## Task:
Would you reproduce exactly the lines below from the one holding "Would you mind marking the white suv" through the one holding "Would you mind marking the front side", inclusive, and no others?
=== Begin Enclosure ===
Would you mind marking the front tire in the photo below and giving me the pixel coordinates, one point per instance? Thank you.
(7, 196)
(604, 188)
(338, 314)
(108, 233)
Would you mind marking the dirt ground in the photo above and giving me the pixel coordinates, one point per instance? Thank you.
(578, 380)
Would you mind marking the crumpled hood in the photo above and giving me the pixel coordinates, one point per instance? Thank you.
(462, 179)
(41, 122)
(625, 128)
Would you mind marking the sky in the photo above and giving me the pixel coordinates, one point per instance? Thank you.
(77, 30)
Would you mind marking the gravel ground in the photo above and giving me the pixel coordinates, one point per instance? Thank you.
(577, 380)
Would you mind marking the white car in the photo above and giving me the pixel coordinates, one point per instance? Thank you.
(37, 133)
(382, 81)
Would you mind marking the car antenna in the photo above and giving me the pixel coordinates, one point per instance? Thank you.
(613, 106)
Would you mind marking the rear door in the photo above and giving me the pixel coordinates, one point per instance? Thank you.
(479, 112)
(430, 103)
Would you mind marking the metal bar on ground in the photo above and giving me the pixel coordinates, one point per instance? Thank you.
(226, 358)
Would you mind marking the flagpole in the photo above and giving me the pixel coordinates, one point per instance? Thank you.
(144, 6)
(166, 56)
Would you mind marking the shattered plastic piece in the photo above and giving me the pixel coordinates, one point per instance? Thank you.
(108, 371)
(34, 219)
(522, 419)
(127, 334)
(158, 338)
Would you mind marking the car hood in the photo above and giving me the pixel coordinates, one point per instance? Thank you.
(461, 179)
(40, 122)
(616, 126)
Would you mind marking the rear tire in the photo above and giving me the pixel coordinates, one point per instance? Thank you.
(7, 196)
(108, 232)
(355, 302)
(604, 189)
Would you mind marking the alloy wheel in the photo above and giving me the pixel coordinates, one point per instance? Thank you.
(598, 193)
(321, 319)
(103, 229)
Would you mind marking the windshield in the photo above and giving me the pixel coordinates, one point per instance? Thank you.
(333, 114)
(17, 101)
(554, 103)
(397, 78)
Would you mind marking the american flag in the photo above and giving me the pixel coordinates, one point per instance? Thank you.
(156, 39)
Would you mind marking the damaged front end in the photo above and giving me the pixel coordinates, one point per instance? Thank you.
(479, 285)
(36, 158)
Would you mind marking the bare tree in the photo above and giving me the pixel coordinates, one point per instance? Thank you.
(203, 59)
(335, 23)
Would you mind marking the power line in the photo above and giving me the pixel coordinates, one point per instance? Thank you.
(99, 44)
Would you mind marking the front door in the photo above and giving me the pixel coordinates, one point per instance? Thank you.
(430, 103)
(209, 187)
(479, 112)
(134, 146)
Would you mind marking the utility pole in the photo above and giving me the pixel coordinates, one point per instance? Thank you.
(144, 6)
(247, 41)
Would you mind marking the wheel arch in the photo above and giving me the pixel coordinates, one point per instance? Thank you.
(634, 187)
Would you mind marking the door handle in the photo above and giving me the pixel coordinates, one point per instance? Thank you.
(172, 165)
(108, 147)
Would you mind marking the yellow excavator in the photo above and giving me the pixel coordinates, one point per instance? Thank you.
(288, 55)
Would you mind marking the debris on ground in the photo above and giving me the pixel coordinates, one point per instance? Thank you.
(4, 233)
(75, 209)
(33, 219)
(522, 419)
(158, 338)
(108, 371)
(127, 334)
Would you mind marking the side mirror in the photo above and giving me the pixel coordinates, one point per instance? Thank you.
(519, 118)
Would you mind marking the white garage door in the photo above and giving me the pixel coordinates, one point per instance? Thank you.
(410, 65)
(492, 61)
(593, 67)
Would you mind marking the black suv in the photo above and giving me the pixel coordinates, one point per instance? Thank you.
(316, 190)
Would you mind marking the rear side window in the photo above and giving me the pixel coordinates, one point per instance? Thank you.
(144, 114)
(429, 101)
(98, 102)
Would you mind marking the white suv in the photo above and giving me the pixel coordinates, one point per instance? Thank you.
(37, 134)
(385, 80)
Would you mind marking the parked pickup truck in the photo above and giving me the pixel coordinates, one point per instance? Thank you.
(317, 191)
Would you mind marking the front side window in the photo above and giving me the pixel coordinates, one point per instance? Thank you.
=== End Enclosure ===
=== Begin Enclosure ===
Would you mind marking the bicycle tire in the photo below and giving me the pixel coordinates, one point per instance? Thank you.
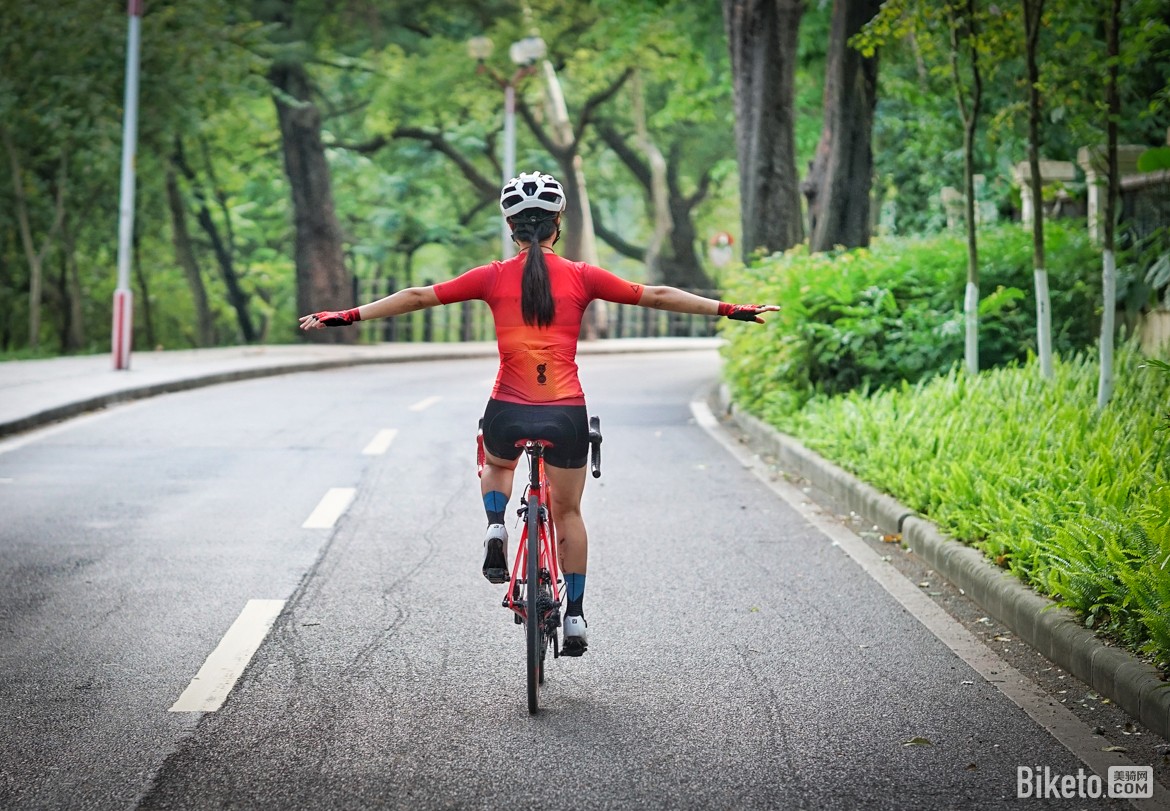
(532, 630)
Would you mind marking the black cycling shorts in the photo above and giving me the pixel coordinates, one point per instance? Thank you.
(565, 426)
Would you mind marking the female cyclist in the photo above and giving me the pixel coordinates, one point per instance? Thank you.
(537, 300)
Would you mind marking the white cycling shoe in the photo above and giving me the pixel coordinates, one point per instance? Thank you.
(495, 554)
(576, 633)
=== End Enclosure ===
=== Begin Enclosure ===
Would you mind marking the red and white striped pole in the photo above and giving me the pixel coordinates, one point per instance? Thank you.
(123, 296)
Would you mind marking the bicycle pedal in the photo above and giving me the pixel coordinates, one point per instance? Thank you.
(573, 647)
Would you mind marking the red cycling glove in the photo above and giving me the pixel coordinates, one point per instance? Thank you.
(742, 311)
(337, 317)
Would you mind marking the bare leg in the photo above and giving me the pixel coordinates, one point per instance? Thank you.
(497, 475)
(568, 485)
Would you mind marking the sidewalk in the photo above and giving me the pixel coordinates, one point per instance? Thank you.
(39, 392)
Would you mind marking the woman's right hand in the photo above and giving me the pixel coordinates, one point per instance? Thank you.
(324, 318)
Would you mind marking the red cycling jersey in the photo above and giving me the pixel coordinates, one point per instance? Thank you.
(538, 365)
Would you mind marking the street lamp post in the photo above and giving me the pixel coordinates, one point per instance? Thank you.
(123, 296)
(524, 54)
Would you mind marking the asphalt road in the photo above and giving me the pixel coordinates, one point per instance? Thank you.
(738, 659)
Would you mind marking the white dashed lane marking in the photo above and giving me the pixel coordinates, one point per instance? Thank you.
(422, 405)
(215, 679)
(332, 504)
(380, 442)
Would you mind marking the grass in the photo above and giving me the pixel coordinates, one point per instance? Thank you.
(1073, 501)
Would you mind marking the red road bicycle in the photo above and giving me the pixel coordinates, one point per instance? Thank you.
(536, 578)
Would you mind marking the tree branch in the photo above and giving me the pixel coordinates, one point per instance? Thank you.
=== End Enclosure ===
## Response:
Would you mind marking the white suv in the photo above and giving me the pixel coordinates, one point per instance? Thank you.
(37, 134)
(385, 80)
Would you mind marking the parked pickup truck in the photo above and giving me the pixel coordinates, one point per instance? Thank you.
(317, 191)
Would you mind marking the front side window in the photo above and giving me the pixel coordinates, one point per instance? Thank you.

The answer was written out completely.